Show every line below where "ceiling" can be found.
----
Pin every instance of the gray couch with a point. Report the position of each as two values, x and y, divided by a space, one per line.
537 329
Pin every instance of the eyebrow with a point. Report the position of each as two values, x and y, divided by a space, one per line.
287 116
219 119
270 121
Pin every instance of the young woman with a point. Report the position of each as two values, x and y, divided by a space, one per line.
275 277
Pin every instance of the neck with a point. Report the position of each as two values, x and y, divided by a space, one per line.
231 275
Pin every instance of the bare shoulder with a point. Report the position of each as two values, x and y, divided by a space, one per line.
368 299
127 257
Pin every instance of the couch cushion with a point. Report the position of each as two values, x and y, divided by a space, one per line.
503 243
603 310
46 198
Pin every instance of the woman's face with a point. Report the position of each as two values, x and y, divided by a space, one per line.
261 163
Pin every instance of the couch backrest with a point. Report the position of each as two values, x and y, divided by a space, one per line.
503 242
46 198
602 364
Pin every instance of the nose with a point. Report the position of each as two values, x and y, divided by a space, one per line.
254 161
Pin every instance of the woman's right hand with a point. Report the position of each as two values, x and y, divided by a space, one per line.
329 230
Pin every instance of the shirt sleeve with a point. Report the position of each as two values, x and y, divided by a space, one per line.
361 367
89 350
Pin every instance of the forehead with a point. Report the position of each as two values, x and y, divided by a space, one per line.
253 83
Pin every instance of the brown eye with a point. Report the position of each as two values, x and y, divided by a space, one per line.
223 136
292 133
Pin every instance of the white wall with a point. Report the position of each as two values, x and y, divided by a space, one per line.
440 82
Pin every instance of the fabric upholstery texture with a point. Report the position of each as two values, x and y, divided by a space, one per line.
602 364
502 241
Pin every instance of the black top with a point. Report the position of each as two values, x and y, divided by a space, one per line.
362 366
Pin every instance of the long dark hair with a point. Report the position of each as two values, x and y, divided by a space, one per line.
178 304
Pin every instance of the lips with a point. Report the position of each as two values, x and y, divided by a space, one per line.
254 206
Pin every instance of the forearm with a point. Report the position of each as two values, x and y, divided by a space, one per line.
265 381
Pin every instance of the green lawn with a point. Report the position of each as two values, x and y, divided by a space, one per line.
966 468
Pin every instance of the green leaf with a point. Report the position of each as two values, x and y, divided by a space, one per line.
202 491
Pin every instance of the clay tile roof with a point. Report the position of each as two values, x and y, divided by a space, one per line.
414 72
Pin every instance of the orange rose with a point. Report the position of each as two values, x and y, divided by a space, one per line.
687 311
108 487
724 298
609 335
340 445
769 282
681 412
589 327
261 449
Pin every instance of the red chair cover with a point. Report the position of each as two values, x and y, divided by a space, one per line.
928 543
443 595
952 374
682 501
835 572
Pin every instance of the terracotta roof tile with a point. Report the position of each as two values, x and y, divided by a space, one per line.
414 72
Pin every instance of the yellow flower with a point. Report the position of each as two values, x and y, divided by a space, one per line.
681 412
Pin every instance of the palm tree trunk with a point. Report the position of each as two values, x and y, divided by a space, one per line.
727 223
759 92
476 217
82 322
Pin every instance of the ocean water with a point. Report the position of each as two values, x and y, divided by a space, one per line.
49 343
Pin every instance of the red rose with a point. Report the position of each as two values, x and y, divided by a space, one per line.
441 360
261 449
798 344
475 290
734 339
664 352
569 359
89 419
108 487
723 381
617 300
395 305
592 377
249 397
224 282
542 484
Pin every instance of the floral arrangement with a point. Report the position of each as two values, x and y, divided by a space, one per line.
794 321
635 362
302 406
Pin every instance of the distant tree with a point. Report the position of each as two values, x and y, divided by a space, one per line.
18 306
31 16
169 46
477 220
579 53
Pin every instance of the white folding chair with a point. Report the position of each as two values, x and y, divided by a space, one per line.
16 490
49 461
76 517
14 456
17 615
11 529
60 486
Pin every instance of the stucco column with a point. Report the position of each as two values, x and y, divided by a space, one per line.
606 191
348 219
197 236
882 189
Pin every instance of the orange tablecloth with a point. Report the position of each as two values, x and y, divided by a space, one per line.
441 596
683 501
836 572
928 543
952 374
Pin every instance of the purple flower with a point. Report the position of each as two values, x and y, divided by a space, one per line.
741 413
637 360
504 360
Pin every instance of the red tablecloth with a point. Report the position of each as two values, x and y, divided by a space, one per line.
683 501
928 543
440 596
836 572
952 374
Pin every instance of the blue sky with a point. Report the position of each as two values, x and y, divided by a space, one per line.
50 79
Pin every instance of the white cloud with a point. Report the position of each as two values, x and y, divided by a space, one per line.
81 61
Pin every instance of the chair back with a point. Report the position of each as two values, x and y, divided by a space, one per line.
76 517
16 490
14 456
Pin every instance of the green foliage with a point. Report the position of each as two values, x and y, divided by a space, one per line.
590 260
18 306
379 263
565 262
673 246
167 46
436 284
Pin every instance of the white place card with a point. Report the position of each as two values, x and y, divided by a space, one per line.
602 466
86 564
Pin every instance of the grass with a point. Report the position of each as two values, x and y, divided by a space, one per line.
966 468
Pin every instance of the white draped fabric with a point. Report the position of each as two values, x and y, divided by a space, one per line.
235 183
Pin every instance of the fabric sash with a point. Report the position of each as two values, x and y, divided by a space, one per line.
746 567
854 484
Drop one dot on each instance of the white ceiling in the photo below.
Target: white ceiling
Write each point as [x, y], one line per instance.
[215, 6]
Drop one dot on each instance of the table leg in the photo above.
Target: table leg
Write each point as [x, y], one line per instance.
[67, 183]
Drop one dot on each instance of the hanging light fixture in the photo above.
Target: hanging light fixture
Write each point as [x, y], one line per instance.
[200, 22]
----
→ The completed task:
Drop one dot on each instance of the white ceiling in the photo below.
Target: white ceiling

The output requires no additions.